--- Selected excerpt ---
--- BEGIN ---
Thread-local allocation stack.

With this change, Ritz MemAllocTest gets ~14% faster on N4.

Bug: 9986565
Change-Id: I2fb7d6f7c5daa63dd4fc73ba739e6ae4ed820617
diff --git a/runtime/gc/heap.h b/runtime/gc/heap.h
index e416c0e..80a5a1a 100644
--- a/runtime/gc/heap.h
+++ b/runtime/gc/heap.h
@@ -111,6 +111,9 @@
 // If true, use rosalloc/RosAllocSpace instead of dlmalloc/DlMallocSpace
 static constexpr bool kUseRosAlloc = true;
 
+// If true, use thread-local allocation stack.
+static constexpr bool kUseThreadLocalAllocationStack = true;
+
 // The process state passed in from the activity manager, used to determine when to do trimming
 // and compaction.
 enum ProcessState {
@@ -665,11 +668,17 @@
       SHARED_LOCKS_REQUIRED(GlobalSychronization::heap_bitmap_lock_);
 
   // Swap the allocation stack with the live stack.
--- END ---
--- Listing ---
--- BEGIN ---
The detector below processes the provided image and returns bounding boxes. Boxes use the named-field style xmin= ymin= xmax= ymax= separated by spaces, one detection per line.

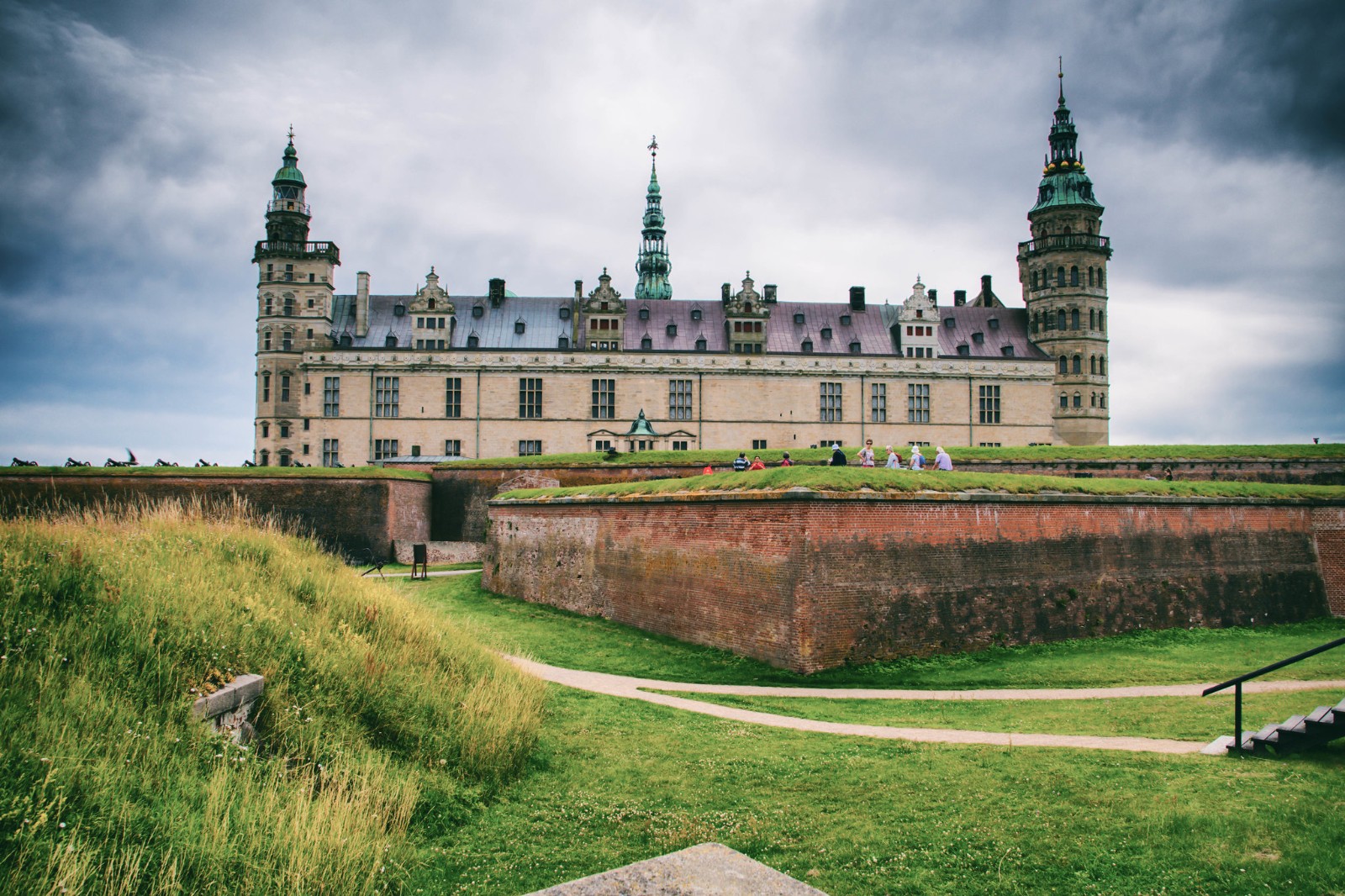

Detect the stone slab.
xmin=191 ymin=672 xmax=266 ymax=721
xmin=530 ymin=844 xmax=825 ymax=896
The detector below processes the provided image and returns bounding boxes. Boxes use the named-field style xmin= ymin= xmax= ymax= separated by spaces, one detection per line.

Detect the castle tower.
xmin=1018 ymin=69 xmax=1111 ymax=445
xmin=253 ymin=129 xmax=340 ymax=466
xmin=635 ymin=139 xmax=672 ymax=298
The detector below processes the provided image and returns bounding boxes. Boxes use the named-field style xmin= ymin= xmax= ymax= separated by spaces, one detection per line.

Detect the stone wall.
xmin=433 ymin=457 xmax=1345 ymax=540
xmin=0 ymin=471 xmax=430 ymax=560
xmin=483 ymin=491 xmax=1345 ymax=672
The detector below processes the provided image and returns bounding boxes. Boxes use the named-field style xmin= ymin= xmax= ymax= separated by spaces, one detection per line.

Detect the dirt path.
xmin=507 ymin=656 xmax=1345 ymax=753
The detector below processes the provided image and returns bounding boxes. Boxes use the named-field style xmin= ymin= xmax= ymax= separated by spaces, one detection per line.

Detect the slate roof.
xmin=332 ymin=295 xmax=1047 ymax=359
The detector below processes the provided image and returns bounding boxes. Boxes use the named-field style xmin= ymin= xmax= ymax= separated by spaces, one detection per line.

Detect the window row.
xmin=1029 ymin=265 xmax=1107 ymax=289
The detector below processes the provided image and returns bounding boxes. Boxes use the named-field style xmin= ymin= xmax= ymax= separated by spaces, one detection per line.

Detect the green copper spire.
xmin=635 ymin=139 xmax=672 ymax=298
xmin=1031 ymin=62 xmax=1101 ymax=211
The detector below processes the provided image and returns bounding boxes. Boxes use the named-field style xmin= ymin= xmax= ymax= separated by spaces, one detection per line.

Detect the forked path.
xmin=507 ymin=656 xmax=1345 ymax=753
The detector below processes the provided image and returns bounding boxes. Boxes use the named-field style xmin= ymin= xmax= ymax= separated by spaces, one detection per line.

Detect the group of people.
xmin=831 ymin=439 xmax=952 ymax=470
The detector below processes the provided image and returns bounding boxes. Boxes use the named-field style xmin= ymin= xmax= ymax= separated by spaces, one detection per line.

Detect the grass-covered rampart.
xmin=500 ymin=466 xmax=1345 ymax=500
xmin=442 ymin=443 xmax=1345 ymax=470
xmin=0 ymin=506 xmax=543 ymax=893
xmin=0 ymin=466 xmax=430 ymax=482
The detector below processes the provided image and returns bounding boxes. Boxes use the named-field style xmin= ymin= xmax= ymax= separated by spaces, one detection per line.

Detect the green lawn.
xmin=397 ymin=576 xmax=1345 ymax=689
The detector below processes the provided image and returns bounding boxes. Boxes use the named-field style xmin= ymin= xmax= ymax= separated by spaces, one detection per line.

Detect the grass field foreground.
xmin=0 ymin=504 xmax=543 ymax=893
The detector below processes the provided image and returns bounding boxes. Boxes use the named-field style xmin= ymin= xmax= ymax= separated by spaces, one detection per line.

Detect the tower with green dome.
xmin=253 ymin=129 xmax=340 ymax=466
xmin=1018 ymin=69 xmax=1111 ymax=445
xmin=635 ymin=139 xmax=672 ymax=298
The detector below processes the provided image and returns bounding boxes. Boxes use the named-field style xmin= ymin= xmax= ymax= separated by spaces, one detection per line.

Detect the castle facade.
xmin=253 ymin=78 xmax=1111 ymax=466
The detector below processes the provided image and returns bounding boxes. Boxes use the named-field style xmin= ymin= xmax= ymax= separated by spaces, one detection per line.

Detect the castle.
xmin=253 ymin=79 xmax=1111 ymax=466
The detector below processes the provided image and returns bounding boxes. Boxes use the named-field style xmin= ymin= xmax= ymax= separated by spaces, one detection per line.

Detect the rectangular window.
xmin=518 ymin=377 xmax=542 ymax=419
xmin=323 ymin=377 xmax=340 ymax=419
xmin=374 ymin=377 xmax=401 ymax=419
xmin=444 ymin=377 xmax=462 ymax=419
xmin=668 ymin=379 xmax=691 ymax=419
xmin=820 ymin=382 xmax=842 ymax=423
xmin=593 ymin=379 xmax=616 ymax=419
xmin=906 ymin=382 xmax=930 ymax=423
xmin=980 ymin=386 xmax=1000 ymax=423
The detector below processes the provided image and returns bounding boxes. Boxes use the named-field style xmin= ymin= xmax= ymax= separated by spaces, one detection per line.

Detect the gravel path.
xmin=507 ymin=656 xmax=1345 ymax=753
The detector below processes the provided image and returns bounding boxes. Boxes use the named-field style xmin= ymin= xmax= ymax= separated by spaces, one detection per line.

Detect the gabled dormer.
xmin=580 ymin=268 xmax=625 ymax=351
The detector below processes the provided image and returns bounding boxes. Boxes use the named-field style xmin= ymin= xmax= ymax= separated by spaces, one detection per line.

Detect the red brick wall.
xmin=0 ymin=472 xmax=430 ymax=560
xmin=484 ymin=495 xmax=1345 ymax=672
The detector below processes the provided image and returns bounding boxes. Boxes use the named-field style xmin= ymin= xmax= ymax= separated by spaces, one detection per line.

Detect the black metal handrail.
xmin=1200 ymin=638 xmax=1345 ymax=752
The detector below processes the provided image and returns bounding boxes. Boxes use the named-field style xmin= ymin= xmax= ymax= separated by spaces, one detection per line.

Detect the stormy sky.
xmin=0 ymin=0 xmax=1345 ymax=464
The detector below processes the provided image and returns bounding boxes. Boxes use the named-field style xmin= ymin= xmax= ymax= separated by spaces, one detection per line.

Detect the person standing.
xmin=857 ymin=439 xmax=873 ymax=466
--- END ---
--- Problems to solve ---
[1] Summarize the thread-local allocation stack commit in two sentences.
[2] According to the thread-local allocation stack commit, how much faster does Ritz MemAllocTest get on N4?
[3] Resume the thread-local allocation stack commit after its final line.

--- Responses ---
[1] The commit introduces a thread-local allocation stack and reports that Ritz MemAllocTest gets about 14% faster on N4 as a result. In runtime/gc/heap.h it adds a constant, kUseThreadLocalAllocationStack, set to true, placed after the existing kUseRosAlloc flag.

[2] About 14% faster.

[3]
-  void SwapStacks();
+  void SwapStacks(Thread* self);
+
+  // Revoke all the thread-local allocation stacks.
+  void RevokeAllThreadLocalAllocationStacks(Thread* self);
 
   // Clear cards and update the mod union table.
   void ProcessCards(TimingLogger& timings);
 
+  // Push an object onto the allocation stack.
+  void PushOnAllocationStack(Thread* self, mirror::Object* obj);
+
   // All-known continuous spaces, where objects lie within fixed bounds.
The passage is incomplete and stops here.